WHAT TO DO: Transcribe word for word the lines spanning the line with "leafy tree shown in this photo." through the end of the records.

— Begin —

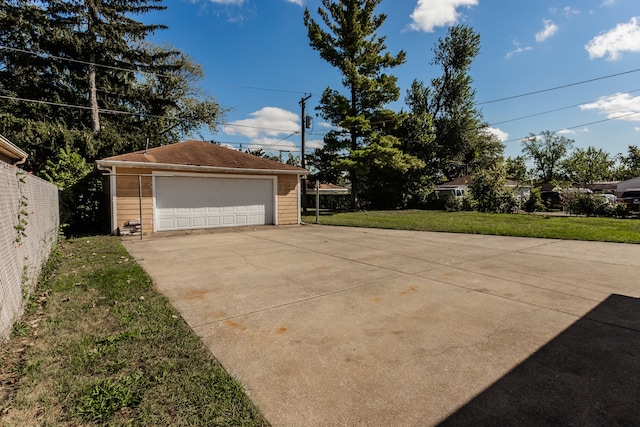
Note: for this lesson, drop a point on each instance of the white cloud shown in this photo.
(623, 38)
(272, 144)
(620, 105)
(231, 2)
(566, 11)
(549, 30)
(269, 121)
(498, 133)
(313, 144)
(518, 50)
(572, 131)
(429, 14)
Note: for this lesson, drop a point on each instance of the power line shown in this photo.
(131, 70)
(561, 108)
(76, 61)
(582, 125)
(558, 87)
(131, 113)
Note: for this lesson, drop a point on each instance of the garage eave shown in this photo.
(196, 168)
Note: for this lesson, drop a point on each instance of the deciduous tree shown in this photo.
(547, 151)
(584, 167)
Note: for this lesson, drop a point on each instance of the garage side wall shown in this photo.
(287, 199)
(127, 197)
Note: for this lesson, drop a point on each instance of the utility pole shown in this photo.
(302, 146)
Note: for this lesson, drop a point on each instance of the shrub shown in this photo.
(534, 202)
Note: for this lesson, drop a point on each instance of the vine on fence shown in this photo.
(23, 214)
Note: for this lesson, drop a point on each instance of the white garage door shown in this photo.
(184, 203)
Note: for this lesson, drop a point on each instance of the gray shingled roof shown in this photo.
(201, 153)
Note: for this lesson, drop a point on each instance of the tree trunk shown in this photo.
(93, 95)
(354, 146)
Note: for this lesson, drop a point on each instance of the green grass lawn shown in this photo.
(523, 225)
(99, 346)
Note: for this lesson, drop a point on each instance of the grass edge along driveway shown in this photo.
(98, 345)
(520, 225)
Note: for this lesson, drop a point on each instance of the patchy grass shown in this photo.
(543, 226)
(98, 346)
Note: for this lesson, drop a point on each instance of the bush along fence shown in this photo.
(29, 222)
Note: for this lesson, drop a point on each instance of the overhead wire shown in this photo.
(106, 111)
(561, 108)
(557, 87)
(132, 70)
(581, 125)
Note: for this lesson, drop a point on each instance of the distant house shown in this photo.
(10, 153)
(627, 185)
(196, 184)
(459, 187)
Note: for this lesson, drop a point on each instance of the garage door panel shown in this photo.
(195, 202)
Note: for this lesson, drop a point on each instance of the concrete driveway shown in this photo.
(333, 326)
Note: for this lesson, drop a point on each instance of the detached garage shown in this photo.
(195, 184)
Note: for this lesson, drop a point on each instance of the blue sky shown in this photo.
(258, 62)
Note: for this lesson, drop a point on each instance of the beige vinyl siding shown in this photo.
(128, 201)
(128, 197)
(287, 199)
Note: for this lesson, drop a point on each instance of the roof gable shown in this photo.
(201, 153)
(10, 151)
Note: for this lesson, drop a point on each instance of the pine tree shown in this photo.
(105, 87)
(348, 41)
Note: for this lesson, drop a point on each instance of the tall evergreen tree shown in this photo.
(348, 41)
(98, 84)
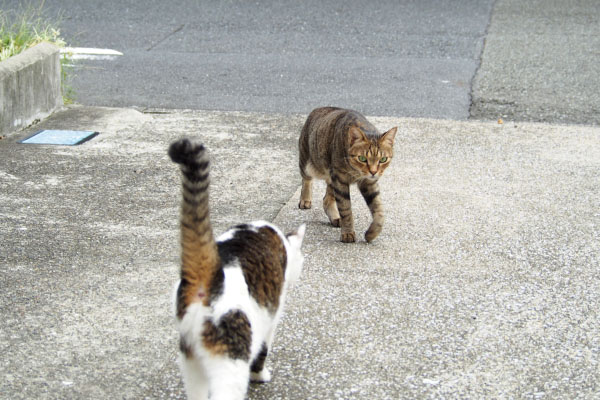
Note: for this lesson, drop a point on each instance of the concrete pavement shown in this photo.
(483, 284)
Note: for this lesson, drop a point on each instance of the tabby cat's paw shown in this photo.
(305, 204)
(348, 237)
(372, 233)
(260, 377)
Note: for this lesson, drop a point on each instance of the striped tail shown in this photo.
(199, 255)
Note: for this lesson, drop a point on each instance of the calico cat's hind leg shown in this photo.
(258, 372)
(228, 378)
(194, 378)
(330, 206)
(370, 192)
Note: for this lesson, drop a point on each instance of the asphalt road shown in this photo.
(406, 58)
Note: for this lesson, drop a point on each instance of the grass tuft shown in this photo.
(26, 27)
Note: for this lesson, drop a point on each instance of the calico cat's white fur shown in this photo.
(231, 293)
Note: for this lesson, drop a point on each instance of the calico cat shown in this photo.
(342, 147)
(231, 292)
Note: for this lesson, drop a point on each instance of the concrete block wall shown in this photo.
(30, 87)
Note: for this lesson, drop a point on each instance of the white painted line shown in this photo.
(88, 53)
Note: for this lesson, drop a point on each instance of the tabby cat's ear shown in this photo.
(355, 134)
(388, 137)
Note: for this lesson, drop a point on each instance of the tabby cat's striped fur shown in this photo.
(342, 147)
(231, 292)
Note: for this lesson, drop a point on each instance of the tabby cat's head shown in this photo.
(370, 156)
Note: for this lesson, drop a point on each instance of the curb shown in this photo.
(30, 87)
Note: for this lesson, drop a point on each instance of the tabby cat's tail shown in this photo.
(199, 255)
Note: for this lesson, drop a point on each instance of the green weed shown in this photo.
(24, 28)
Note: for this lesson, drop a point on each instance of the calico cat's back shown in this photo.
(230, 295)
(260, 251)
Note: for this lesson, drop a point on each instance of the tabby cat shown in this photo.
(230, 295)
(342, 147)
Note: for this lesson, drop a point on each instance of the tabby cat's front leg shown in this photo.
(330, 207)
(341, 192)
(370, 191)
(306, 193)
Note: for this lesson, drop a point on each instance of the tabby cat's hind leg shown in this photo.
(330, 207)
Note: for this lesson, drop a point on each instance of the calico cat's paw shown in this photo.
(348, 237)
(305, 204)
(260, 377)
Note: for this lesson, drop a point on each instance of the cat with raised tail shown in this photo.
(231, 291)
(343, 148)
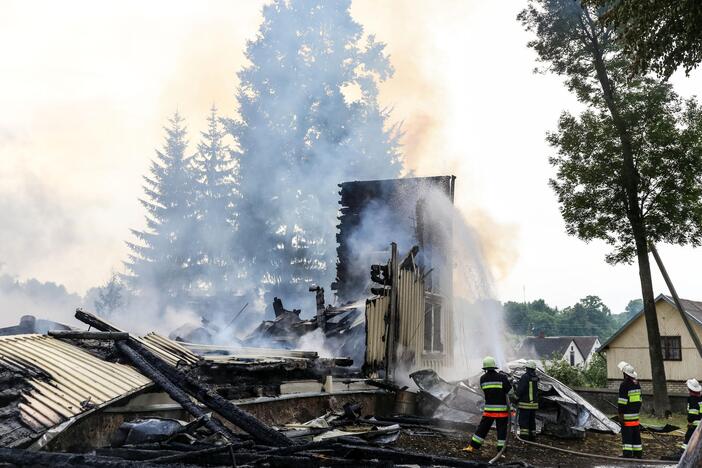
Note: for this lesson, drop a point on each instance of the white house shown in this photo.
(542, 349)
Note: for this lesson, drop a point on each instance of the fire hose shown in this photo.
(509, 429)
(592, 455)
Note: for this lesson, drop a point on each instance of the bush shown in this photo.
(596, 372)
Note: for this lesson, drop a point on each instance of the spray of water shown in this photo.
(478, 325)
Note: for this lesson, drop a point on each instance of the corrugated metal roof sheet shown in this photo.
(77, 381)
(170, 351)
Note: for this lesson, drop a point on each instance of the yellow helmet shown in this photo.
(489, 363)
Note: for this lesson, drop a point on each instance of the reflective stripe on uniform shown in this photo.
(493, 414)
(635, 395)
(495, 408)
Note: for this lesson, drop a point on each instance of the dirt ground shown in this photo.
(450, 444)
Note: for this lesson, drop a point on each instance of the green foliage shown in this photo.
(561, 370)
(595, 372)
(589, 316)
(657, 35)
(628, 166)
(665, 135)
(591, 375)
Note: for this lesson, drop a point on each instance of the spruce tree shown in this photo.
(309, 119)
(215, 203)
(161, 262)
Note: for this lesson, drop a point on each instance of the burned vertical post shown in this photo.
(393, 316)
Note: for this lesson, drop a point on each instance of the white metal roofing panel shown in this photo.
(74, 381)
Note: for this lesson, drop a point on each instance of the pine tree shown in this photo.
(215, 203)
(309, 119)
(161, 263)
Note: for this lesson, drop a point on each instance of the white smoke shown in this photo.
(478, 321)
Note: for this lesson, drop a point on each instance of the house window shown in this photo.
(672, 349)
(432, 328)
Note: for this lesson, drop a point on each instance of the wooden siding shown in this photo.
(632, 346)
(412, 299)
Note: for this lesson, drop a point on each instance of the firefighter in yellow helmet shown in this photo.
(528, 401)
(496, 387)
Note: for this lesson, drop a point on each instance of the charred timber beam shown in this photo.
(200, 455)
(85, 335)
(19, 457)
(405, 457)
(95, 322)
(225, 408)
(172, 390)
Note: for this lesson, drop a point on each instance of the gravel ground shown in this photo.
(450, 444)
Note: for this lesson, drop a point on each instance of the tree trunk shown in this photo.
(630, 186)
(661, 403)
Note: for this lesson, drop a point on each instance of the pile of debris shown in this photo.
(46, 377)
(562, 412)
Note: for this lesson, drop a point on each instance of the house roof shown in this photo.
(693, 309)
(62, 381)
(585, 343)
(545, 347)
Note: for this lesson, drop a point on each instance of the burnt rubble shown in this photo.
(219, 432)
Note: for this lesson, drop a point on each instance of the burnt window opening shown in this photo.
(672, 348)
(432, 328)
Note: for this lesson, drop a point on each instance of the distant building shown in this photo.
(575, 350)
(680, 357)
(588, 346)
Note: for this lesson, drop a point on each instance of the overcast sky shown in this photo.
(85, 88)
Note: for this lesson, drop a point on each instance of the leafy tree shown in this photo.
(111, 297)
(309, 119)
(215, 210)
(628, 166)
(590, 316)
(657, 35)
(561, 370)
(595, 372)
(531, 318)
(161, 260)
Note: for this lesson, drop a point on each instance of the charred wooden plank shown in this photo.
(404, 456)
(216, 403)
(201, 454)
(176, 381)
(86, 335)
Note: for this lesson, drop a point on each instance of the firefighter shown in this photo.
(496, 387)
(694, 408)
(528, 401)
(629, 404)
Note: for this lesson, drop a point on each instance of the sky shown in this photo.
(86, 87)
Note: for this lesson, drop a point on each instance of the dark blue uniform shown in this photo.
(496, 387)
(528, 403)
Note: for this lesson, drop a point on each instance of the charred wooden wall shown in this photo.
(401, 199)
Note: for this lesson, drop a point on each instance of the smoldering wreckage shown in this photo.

— End —

EXERCISE ANSWER:
Note: for this lesson, drop a point on each instance of the leafy tree shown in this photo.
(111, 297)
(309, 119)
(215, 210)
(628, 166)
(590, 316)
(657, 35)
(561, 370)
(595, 372)
(531, 318)
(161, 260)
Note: for this lesson, drop a point on each instance of the charred wooden plank shown in this photo.
(404, 456)
(216, 403)
(201, 454)
(176, 381)
(86, 335)
Note: for this lesson, drop a point on each instance of the firefighter shown in this photo.
(496, 387)
(694, 408)
(528, 401)
(629, 404)
Note: for this lesson, drop a point on each instance of the sky shown in this photo.
(86, 87)
Note: for this lesson, drop a point on each instance of the dark blue uniform shown in this photo.
(496, 387)
(528, 403)
Note: for this lesson, drop a point on each instance of the charred wooden wall shown in this photo.
(401, 199)
Note: for this lesson, drop a point on each instance of the smoldering wreckage shown in this photo.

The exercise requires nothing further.